- **Exercise instructions**: Find every line in the rows below that contains the word "with", and copy each of those lines. Case counts.

- **Information provided**:
++++++++

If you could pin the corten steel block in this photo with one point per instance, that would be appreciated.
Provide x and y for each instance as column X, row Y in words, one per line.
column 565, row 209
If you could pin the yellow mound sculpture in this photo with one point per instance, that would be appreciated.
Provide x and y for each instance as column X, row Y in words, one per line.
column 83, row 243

++++++++

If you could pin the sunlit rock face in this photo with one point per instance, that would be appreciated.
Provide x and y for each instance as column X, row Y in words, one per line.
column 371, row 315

++++++++

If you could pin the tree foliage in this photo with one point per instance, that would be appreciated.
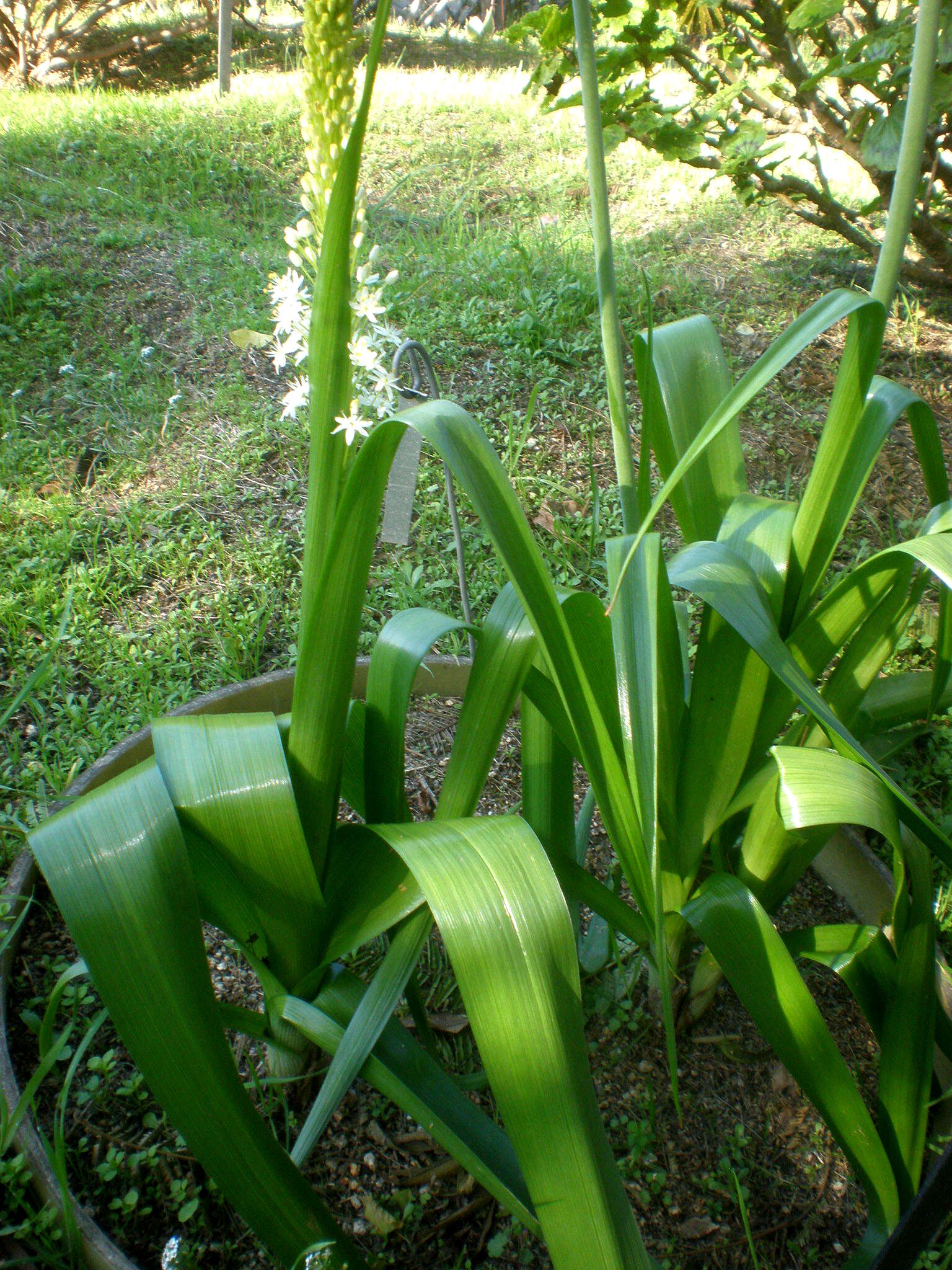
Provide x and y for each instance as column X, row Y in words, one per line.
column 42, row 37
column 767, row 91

++++++++

- **Solution to this problem**:
If you could pin the corten steel block in this photo with one point per instance, that would be appreciated.
If you could pin the yellow mound sculpture in this photo with one point per instance, that would be appreciated.
If you could pin the sunlit rock face in this photo with one point per instance, that would be appreciated.
If you could pin the tree foliage in this photo with one point per instance, that would be appreciated.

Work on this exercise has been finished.